→ Goal:
Count how many lines in the rows below contain the string "leaf", with uppercase and lowercase treated as different. Give only the number.

→ Items:
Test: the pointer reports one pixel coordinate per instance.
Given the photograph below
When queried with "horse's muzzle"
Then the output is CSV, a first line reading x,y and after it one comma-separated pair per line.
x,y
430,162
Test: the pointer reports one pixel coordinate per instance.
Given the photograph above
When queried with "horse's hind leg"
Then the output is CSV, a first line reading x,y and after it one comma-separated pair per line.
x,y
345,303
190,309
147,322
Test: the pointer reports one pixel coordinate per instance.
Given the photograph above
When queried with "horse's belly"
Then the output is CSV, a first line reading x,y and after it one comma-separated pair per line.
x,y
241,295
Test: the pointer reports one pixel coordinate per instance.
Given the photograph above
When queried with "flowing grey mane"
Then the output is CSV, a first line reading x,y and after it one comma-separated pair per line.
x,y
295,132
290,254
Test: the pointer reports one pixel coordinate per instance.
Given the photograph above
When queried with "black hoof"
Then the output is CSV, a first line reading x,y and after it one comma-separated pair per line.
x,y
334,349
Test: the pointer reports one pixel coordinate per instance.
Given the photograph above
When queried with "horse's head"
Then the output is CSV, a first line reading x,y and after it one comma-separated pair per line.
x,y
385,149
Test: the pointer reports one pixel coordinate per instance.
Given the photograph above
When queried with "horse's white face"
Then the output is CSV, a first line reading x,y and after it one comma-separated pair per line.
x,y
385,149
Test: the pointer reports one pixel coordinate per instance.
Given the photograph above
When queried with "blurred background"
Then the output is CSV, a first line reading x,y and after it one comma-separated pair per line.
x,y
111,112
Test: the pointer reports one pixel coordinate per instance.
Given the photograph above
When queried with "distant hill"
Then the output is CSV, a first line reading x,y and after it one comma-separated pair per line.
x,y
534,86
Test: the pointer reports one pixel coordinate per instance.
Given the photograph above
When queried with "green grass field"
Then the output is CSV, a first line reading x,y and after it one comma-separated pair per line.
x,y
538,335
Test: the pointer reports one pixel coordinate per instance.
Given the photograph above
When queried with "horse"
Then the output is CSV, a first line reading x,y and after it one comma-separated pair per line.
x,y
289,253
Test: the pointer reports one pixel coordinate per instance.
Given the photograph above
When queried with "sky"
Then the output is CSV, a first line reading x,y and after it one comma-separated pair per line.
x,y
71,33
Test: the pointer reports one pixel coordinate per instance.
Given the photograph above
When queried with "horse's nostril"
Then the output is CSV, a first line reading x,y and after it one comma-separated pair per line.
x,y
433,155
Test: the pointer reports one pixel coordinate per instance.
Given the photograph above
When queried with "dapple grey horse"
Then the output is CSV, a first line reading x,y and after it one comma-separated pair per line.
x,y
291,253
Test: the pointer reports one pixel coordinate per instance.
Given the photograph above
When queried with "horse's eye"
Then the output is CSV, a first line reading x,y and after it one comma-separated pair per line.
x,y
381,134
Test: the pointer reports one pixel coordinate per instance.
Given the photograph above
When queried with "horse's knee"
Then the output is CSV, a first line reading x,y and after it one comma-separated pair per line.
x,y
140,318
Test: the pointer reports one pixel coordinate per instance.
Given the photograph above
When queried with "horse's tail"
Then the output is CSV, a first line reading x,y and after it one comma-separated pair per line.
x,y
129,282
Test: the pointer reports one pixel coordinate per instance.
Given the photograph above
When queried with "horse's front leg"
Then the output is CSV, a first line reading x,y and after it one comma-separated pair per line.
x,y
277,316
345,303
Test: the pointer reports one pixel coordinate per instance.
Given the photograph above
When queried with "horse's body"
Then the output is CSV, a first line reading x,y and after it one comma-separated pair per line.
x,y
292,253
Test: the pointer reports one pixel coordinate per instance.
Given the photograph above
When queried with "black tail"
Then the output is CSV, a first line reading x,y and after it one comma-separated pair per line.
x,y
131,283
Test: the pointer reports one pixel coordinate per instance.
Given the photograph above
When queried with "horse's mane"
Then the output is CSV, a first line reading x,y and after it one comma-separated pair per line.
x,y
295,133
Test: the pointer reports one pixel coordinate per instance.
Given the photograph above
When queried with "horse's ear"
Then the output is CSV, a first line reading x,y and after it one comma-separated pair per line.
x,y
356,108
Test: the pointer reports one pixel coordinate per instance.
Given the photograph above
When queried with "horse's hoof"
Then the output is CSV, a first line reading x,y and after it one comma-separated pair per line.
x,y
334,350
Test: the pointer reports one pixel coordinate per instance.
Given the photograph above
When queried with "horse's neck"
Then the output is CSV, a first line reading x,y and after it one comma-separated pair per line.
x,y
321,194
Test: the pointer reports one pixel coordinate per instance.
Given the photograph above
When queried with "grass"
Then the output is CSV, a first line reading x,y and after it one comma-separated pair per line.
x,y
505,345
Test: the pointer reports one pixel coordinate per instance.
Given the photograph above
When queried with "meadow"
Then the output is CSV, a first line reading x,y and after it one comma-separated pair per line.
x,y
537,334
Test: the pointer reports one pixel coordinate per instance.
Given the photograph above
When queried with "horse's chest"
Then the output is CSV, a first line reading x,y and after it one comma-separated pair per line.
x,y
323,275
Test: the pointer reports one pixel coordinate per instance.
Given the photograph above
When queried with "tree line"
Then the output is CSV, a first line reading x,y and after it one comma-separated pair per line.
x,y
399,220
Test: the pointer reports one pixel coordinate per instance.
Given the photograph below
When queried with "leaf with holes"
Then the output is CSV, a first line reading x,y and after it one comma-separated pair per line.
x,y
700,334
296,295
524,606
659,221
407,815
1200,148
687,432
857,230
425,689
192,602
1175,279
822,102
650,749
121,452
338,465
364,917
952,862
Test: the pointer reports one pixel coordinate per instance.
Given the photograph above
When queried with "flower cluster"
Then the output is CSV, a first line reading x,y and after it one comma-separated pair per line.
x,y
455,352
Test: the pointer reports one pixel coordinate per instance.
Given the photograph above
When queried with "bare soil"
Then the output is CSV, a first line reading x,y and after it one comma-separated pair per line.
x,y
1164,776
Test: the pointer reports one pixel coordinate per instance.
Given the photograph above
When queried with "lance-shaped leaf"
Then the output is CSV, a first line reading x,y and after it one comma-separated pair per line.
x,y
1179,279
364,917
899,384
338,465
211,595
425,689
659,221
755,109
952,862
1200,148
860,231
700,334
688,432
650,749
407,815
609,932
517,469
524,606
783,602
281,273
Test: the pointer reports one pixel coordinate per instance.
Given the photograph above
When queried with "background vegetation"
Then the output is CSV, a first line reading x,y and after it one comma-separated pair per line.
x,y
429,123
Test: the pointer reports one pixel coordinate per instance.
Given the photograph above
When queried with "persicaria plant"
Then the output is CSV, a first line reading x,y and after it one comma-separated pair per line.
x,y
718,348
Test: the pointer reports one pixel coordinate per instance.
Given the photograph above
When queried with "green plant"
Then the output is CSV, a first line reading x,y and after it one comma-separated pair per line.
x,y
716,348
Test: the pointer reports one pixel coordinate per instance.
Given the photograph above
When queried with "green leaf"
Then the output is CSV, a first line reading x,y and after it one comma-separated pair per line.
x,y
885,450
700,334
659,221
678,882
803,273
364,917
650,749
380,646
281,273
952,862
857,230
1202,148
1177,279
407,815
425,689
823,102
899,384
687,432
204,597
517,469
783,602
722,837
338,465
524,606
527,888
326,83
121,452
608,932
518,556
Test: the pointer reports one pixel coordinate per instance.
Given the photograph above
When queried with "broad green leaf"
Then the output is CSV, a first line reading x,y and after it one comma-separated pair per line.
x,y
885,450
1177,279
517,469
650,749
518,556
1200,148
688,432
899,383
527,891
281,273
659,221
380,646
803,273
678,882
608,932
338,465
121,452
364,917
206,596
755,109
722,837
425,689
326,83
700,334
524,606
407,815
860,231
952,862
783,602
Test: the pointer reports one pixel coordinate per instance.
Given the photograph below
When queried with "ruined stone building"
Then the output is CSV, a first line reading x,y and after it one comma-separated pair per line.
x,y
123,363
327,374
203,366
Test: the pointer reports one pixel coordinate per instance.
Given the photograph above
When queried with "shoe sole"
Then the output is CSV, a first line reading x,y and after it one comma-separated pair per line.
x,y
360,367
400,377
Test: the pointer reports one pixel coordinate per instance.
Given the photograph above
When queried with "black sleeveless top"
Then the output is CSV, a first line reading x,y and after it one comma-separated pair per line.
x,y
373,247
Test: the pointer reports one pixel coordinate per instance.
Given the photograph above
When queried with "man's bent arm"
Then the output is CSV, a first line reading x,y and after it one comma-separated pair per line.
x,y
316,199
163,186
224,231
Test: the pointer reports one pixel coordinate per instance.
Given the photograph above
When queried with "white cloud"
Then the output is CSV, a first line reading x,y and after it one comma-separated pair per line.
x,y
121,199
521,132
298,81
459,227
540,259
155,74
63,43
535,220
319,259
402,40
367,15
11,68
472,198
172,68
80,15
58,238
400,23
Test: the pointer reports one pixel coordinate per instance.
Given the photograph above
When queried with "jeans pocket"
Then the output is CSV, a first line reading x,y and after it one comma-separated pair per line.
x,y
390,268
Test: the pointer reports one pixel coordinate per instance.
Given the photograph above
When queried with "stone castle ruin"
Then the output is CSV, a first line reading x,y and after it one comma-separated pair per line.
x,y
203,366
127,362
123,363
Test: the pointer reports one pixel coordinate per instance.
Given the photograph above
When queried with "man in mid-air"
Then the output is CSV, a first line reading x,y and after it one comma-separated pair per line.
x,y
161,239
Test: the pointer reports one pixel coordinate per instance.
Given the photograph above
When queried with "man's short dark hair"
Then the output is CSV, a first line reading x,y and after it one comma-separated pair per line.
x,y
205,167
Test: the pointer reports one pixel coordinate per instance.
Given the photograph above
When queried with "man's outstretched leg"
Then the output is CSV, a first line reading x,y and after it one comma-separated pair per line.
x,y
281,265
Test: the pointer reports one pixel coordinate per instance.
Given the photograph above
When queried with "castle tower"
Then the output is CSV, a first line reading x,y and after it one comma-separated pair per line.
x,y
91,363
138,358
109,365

→ Output below:
4